> _Request 1_
Quote, word for word, the stretch of the court opinion on the automatic stay from "On April 5, 1983, the" through "recover that debt.".

> _Supplied text_
##############################

On September 8, 1982, the office of the Attorney General of the State of New York, acting on behalf of the State, filed a proof of claim indicating that the sum of $750 was due from the debtor (claim # 12). The nature of the liability was described in the proof of claim as “unemployment insurance benefits received by debtor as a result of willful misrepresentations made” and, further, declared that the “debtor [was] ineligible for future benefits until [the] debt [was] paid in full.”

On April 5, 1983, the debtor obtained an order directing the State to show cause why it should not be held in contempt of the provisions of the automatic stay under § 362, Title 11 U.S.C. and, additionally, why it should not be required to reimburse the debtor for attorney’s fees incurred in connection with the motion. The accompanying affidavit acknowledged the $750 debt to the State, but complained that the State was deducting from the debtor’s current benefits to recover that debt.

The hearing on the motion was continued at the request of the State and held on May 6, 1983. The Court reserved decision, and letter briefs from the State and the debtor were submitted on May 19 and 20 respectively.

I

No evidence was taken at the hearing. The basic facts recited above and included in the debtor’s motion papers, and the State’s responding affidavit and proof of claim are not disputed.

##############################

> _Given data_
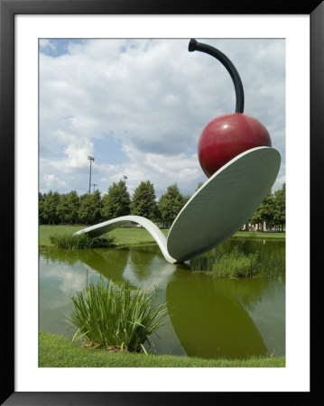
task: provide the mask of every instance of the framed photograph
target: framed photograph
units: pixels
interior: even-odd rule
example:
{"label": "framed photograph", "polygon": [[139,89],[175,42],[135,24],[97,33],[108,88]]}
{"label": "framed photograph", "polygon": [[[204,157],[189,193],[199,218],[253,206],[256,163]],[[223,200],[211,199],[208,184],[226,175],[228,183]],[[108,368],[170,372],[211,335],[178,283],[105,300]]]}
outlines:
{"label": "framed photograph", "polygon": [[[314,375],[310,383],[310,288],[315,287],[313,297],[319,282],[312,275],[310,284],[310,257],[315,263],[319,250],[315,250],[316,245],[310,245],[310,226],[313,231],[318,227],[313,217],[310,223],[310,213],[311,188],[318,225],[323,204],[317,175],[323,153],[319,135],[323,128],[323,3],[292,5],[248,2],[243,7],[242,2],[236,1],[212,5],[145,0],[0,2],[0,140],[5,180],[2,199],[5,230],[2,404],[158,405],[184,400],[196,404],[201,399],[226,401],[243,395],[262,398],[266,394],[273,400],[282,393],[310,396],[310,386],[313,392],[319,383]],[[112,259],[99,258],[98,254],[96,259],[83,262],[77,255],[70,262],[75,267],[72,271],[57,267],[66,261],[64,255],[39,251],[42,238],[40,221],[51,221],[48,217],[44,217],[44,223],[40,220],[39,198],[49,190],[57,190],[59,198],[76,190],[87,198],[87,195],[95,195],[96,189],[97,193],[100,189],[108,195],[112,185],[117,187],[119,182],[134,195],[138,183],[150,177],[159,196],[169,190],[171,184],[175,189],[181,184],[183,201],[199,193],[199,185],[206,181],[195,151],[199,132],[214,114],[225,113],[223,108],[234,112],[235,92],[228,65],[226,72],[210,56],[188,54],[188,44],[193,38],[200,44],[219,47],[233,58],[246,88],[245,114],[261,119],[272,134],[273,146],[281,154],[275,189],[283,188],[287,179],[284,284],[271,288],[260,285],[264,293],[260,291],[255,296],[249,288],[236,287],[241,291],[235,303],[228,300],[230,294],[227,287],[221,286],[221,279],[216,282],[214,278],[208,286],[205,281],[200,287],[198,281],[192,284],[180,275],[184,269],[175,272],[174,265],[167,262],[165,266],[158,265],[161,272],[155,270],[152,263],[156,266],[161,254],[151,248],[144,253],[144,260],[141,250],[133,254],[119,250],[118,258]],[[187,54],[192,60],[191,70]],[[127,69],[127,61],[132,69]],[[218,76],[215,80],[214,72]],[[233,79],[233,71],[230,73]],[[109,97],[102,96],[103,83],[109,88]],[[162,92],[158,88],[162,84]],[[227,95],[227,88],[233,95]],[[211,96],[206,98],[208,89]],[[163,98],[159,99],[162,94]],[[267,103],[263,103],[262,95],[267,95]],[[236,98],[236,112],[243,112],[238,104]],[[88,109],[95,113],[88,115]],[[177,138],[174,134],[178,131]],[[95,132],[97,135],[89,135]],[[86,161],[80,163],[84,157]],[[73,165],[80,168],[79,174],[72,171]],[[207,174],[201,161],[200,165]],[[212,179],[214,172],[208,176]],[[61,210],[63,213],[63,206]],[[161,218],[160,226],[170,226],[173,220]],[[73,219],[67,221],[73,224]],[[157,219],[153,221],[158,224]],[[86,217],[83,223],[87,224]],[[276,231],[274,225],[261,220],[256,223],[268,231]],[[173,244],[181,250],[176,238]],[[230,247],[230,251],[236,249]],[[253,262],[254,258],[251,251],[248,260]],[[228,346],[224,350],[225,357],[245,359],[267,354],[269,358],[284,358],[284,364],[272,364],[271,367],[253,364],[239,367],[239,363],[234,367],[171,363],[150,367],[135,367],[134,364],[98,367],[83,364],[69,366],[69,362],[51,364],[41,359],[40,330],[65,335],[61,332],[66,327],[53,322],[60,312],[66,311],[64,300],[97,281],[100,274],[106,277],[104,264],[109,261],[116,266],[120,263],[122,279],[136,288],[145,286],[143,275],[132,270],[132,264],[146,261],[143,266],[151,266],[145,282],[157,284],[159,300],[170,306],[170,331],[165,336],[161,333],[167,344],[159,347],[158,342],[153,343],[158,355],[203,360],[213,358],[210,355],[219,351],[220,358],[227,340],[221,331],[229,328],[236,338],[235,349]],[[266,262],[264,256],[259,267],[263,262]],[[233,283],[236,280],[234,275]],[[184,285],[187,293],[182,290]],[[206,299],[213,290],[223,292],[222,306],[228,308],[227,314],[218,310],[218,301]],[[60,296],[63,291],[65,296]],[[255,299],[262,294],[267,295],[266,299]],[[204,329],[206,323],[195,313],[194,297],[200,300],[204,314],[210,311],[208,317],[219,321],[217,333]],[[275,316],[277,307],[281,318]],[[173,316],[173,308],[181,311]],[[177,317],[185,318],[187,326],[192,328],[183,328]],[[272,320],[277,328],[271,326]],[[318,324],[312,323],[312,336],[319,334]],[[242,345],[241,336],[249,337],[255,352]],[[191,347],[195,340],[203,347],[200,352]],[[56,356],[62,358],[59,352]],[[55,355],[49,354],[48,359],[51,357],[55,358]]]}

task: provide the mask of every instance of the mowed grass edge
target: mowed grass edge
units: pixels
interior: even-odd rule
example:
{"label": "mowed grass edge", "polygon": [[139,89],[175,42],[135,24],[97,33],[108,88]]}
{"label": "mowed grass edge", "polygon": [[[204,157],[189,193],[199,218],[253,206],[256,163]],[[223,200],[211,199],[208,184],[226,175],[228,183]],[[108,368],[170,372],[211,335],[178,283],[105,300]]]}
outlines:
{"label": "mowed grass edge", "polygon": [[273,367],[285,366],[285,357],[252,357],[246,360],[206,360],[190,356],[122,354],[85,348],[67,338],[41,331],[39,335],[40,367]]}
{"label": "mowed grass edge", "polygon": [[[39,226],[39,245],[40,246],[54,246],[51,242],[51,236],[54,235],[72,235],[76,231],[85,228],[85,226]],[[169,229],[162,228],[165,236],[168,235]],[[138,227],[119,227],[108,233],[109,236],[115,236],[114,245],[134,245],[144,244],[154,244],[155,240],[145,228]],[[253,231],[238,231],[233,238],[256,238],[256,239],[285,239],[285,233],[262,233]]]}

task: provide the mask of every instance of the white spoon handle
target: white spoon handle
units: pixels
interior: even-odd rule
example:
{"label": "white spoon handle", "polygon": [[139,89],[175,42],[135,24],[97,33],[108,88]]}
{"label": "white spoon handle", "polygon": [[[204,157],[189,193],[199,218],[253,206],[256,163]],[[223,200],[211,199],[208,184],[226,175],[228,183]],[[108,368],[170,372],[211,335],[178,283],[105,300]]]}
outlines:
{"label": "white spoon handle", "polygon": [[121,217],[113,218],[112,220],[104,221],[103,223],[83,228],[82,230],[74,233],[74,235],[86,233],[91,237],[99,236],[106,233],[108,233],[111,230],[114,230],[114,228],[120,227],[124,224],[127,224],[130,221],[140,224],[144,228],[146,228],[146,230],[151,234],[151,235],[158,244],[164,258],[169,263],[174,263],[177,262],[168,253],[168,249],[166,246],[166,237],[163,233],[157,226],[154,225],[154,223],[153,223],[148,218],[142,217],[141,216],[122,216]]}

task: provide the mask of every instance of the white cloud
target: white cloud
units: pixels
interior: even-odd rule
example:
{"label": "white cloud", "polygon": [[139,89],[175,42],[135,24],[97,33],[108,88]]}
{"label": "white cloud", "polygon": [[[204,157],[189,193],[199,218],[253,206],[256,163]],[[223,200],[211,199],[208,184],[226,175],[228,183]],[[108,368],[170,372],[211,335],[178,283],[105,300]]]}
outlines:
{"label": "white cloud", "polygon": [[[51,46],[42,41],[42,48]],[[284,163],[284,41],[201,42],[233,60],[245,88],[245,113],[268,128]],[[40,54],[42,191],[86,192],[91,154],[100,190],[126,175],[130,191],[150,180],[157,194],[174,182],[182,193],[194,192],[206,180],[193,155],[199,136],[212,118],[234,112],[235,92],[226,69],[208,55],[189,52],[188,43],[90,40],[70,42],[57,58]],[[120,156],[115,164],[104,158],[105,137],[121,143],[122,151],[109,143],[109,153]]]}

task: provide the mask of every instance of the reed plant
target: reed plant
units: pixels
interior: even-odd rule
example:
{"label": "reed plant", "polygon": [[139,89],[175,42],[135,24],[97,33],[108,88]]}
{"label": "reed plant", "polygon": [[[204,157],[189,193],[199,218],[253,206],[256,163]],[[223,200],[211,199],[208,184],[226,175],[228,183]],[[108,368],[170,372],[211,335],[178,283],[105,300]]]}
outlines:
{"label": "reed plant", "polygon": [[284,272],[284,250],[269,251],[262,245],[255,249],[248,243],[224,245],[192,258],[190,266],[192,271],[232,278],[276,278]]}
{"label": "reed plant", "polygon": [[259,255],[257,253],[244,254],[237,247],[220,255],[215,261],[211,272],[218,276],[239,278],[255,276],[257,273]]}
{"label": "reed plant", "polygon": [[146,354],[144,343],[162,325],[165,304],[157,305],[153,294],[133,290],[126,283],[90,283],[71,298],[69,321],[77,328],[73,340],[92,348]]}
{"label": "reed plant", "polygon": [[114,236],[91,238],[88,234],[73,235],[70,234],[55,235],[50,237],[51,243],[58,248],[85,249],[113,246]]}

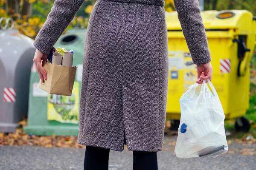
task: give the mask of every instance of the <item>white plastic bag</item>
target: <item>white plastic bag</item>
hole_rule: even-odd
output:
[[[190,86],[180,99],[180,123],[175,152],[179,158],[211,156],[228,150],[224,127],[225,115],[212,84]]]

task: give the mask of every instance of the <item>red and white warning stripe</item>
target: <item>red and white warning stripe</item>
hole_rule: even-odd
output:
[[[4,88],[3,101],[15,102],[16,100],[16,90],[13,88]]]
[[[220,62],[221,73],[227,73],[230,72],[231,62],[230,59],[220,59]]]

##############################

> _Request 2_
Copy out in full each line of the rows that contains the string "target".

> _Correct output 1_
On April 5, 1983, the debtor obtained an order directing the State to show cause why it should not be held in contempt of the provisions of the automatic stay under § 362, Title 11 U.S.C. and, additionally, why it should not be required to reimburse the debtor for attorney’s fees incurred in connection with the motion. The accompanying affidavit acknowledged the $750 debt to the State, but complained that the State was deducting from the debtor’s current benefits to recover that debt.

> _Correct output 2_
target: framed photograph
target: mowed grass edge
target: white spoon handle
target: white cloud
target: reed plant
target: <item>white plastic bag</item>
target: <item>red and white warning stripe</item>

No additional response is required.